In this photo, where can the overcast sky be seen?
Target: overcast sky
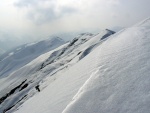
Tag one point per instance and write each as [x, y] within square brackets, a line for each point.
[40, 18]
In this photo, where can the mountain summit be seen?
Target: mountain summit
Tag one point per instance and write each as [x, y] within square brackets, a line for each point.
[103, 73]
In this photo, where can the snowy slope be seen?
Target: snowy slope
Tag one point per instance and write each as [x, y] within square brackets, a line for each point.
[24, 54]
[121, 82]
[115, 76]
[45, 70]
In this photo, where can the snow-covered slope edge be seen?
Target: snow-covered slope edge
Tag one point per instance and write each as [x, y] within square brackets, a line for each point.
[23, 55]
[121, 81]
[64, 79]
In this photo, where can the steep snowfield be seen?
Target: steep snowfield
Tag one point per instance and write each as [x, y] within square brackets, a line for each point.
[121, 81]
[113, 78]
[23, 55]
[48, 69]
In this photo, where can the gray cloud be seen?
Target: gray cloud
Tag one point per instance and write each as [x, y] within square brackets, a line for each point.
[43, 11]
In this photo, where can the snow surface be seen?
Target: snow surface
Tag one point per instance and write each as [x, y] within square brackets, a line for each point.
[121, 82]
[21, 56]
[113, 78]
[48, 69]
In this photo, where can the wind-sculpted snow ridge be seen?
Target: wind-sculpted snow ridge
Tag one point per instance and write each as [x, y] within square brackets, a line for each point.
[120, 83]
[24, 54]
[45, 70]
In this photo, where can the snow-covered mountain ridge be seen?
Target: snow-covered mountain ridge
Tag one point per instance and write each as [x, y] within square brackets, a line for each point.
[112, 78]
[35, 73]
[26, 53]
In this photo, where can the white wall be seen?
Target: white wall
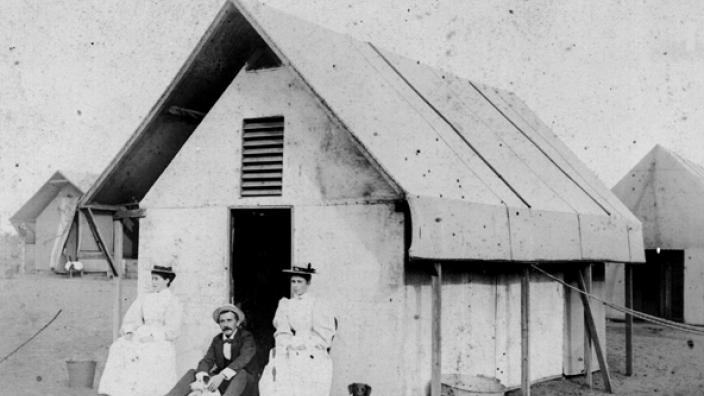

Exercise prompt:
Rewrite the listing above with every "photo" switched to "image", keeping all other text the same. Leave the pictures out of the answer.

Solved problem:
In this image, where can the overcast sky be seen?
Target: overcast sky
Tag one point per instance and write each as [x, y] within square brackets, a line for each point.
[40, 18]
In this image, where can the mountain summit be seen?
Target: mountain summit
Tag one point per instance and write each as [x, y] within square brackets, a line for each point.
[103, 73]
In this image, where can the snowy slope be seen?
Target: snowy slope
Tag one point per instance and write each as [x, y] within square brackets, a line for each point.
[24, 54]
[121, 82]
[115, 76]
[45, 70]
In this image, where can the snow-covered slope edge be seen?
Target: snow-covered slope edge
Tag one point per instance and write each as [x, y] within square brackets, a line for each point.
[23, 55]
[121, 81]
[64, 79]
In this image, where can the steep snowfield be seen?
Target: steep snowfield
Tag one point per instance and write each as [x, y] within square brackets, a line for each point.
[121, 81]
[113, 78]
[23, 55]
[48, 69]
In this image, where can the gray cloud be seen?
Target: gray cloud
Tag one point per instance and write each as [x, y] within square brackets, a line for each point.
[43, 11]
In this image, where can the snow surface be seen?
Target: snow surface
Tag one point per instance and write each as [x, y] within square brackets, a line for each point.
[121, 82]
[21, 56]
[113, 78]
[48, 69]
In this image, where can the wind-sculpted snow ridge be seen?
Target: wind-sculpted snow ridge
Tag one point per instance and write each as [x, y] within square brackets, a line for each point.
[120, 83]
[24, 54]
[45, 70]
In this image, where can the snow-covered mountain ridge be seen?
Target: snow-covered mountain ridge
Tag one point per instance and write each as [x, y] within square brackets, a line for each point.
[112, 78]
[35, 73]
[26, 53]
In this image, where can the white wall be seen?
Target: white wall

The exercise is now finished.